Trecho da página =
Nesse intervalo, também houve aumento dos reconhecimentos de paternidade. Eles foram de 14,7 mil em 2016 para 35,4 mil em 2023, uma variação de 141%.
Em casos nos quais todas as partes concordam, o reconhecimento pode ser feito diretamente em cartório. Se não, é necessária intervenção da Justiça.
Os destaques do levantamento são Maranhão e Paraná. No estado nordestino, houve a maior quantidade estadual de crianças registradas por mães solo em 2023: 10 mil. No sulista, o maior aumento percentual de pais aparecendo tardiamente de 2016 a 2023: 78.500%.
Gustavo Kloh, mestre em direito civil pela Uerj (Universidade do Estado do Rio de Janeiro) e professor da FGV (Fundação Getulio Vargas), tem algumas teorias para o cenário apresentado. Sobre os reconhecimentos, ele diz serem, principalmente, fruto de um árduo trabalho de órgãos públicos de vários estados.
Em São Paulo, por exemplo, há o programa Encontre Seu Pai Aqui. O objetivo é efetuar investigações de paternidade com o Ministério Público e o Instituto de Medicina Social e de Criminologia, que realiza exames de DNA gratuitamente.

Informações fornecidas =
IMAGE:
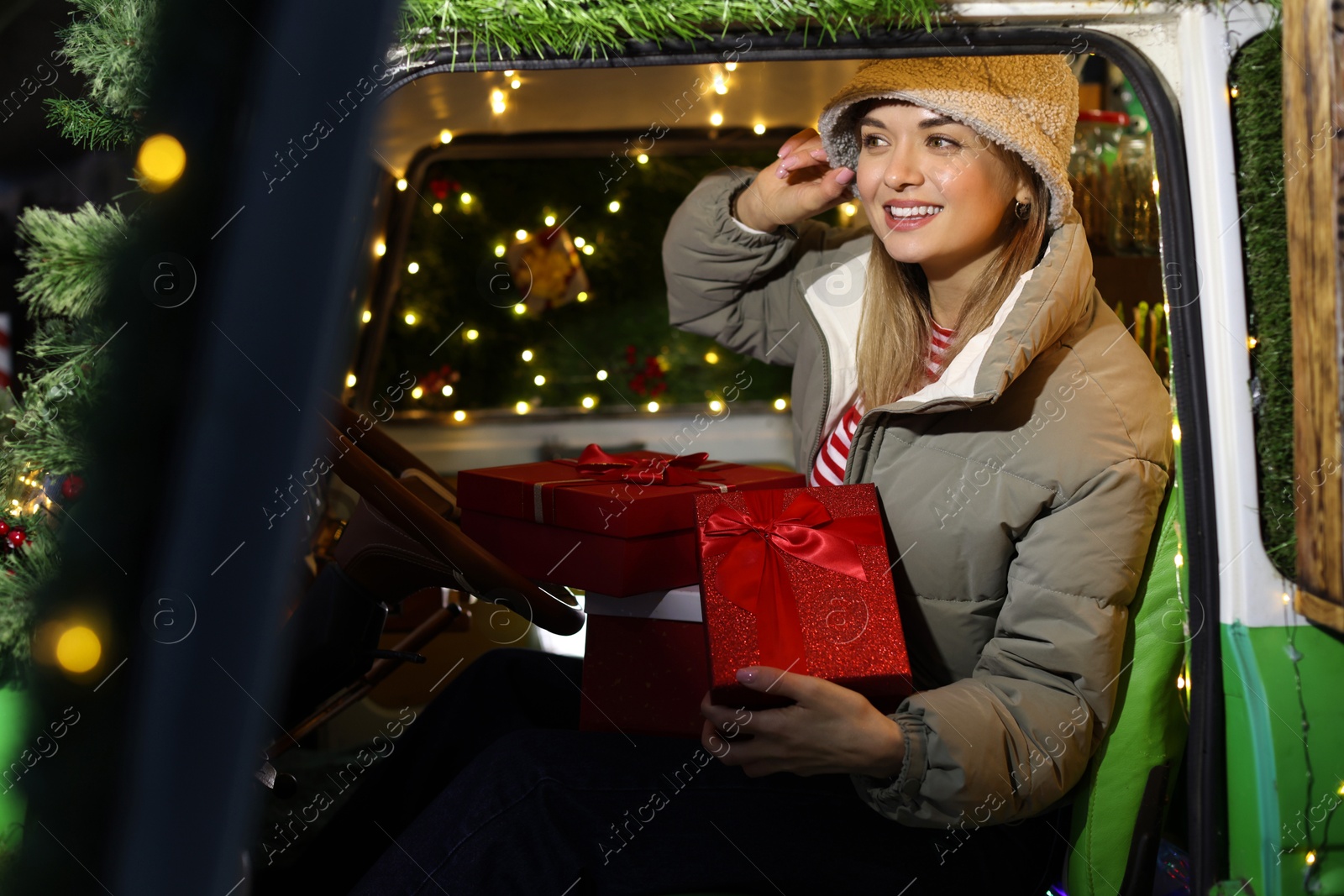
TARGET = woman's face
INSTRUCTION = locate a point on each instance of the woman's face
(937, 192)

O que se espera =
Dê continuidade ao trecho sobre reconhecimentos de paternidade, começando logo após a última frase dele.

Saída esperada =
Se confirmado o laço sanguíneo, é feita averbação em registro civil e expedição da nova certidão de nascimento, de forma extrajudicial e gratuita. Segundo a Promotoria, a ação pode iniciar a construção de uma relação familiar saudável e facilitar o pagamento de pensão alimentícia.
"Hoje, mais de 80% dos casos julgados em varas de família pelo país são por falta de pagamento de pensão", afirma Kloh.
O professor ainda põe outro fator importante nesse contexto de reconhecimento de filhos: a paternidade socioafetiva, quando padrastos adotam seus enteados. De acordo com dados disponíveis pelo Datajud (Base Nacional do Poder Judiciário), de 2022 para 2023, o total de novos casos subiu de 4.320 para 5.256 –22% a mais. Neste ano, até abril, foram registradas 1.953 novas ações.
Já os dados sobre mães solo, analisa o especialista, fazem parte de um contexto histórico de machismo estrutural, mas podem ter sido influenciados por um fenômeno recente. "Muitas mulheres têm demonstrado vontade de criar seus filhos sozinhas", observa.
A mãe de Viviane Oliveira, 39, não teve essa opção. Quando engravidou, seu namorado a abandonou. Uma tentativa de aproximação até foi feita, quando a menina nasceu, "mas minha mãe conta que ele me olhou, disse 'essa não é minha filha' e foi embora". Por isso, ela nunca quis conhecer seu genitor.
Sozinha, a família passou muitas dificuldades. Viviane começou a trabalhar na adolescência, formou-se em jornalismo, comprou uma casa para a mãe. A falta de uma figura paterna, porém, era uma cicatriz difícil de curar.
Por isso, ela teve uma ideia: compartilhar sua história para encontrar alívio. Daí, em forma de página no Instagram, surgiu o projeto Filhos Sem Pais. Rapidamente, a iniciativa evoluiu para palestras, depois surgiu um podcast.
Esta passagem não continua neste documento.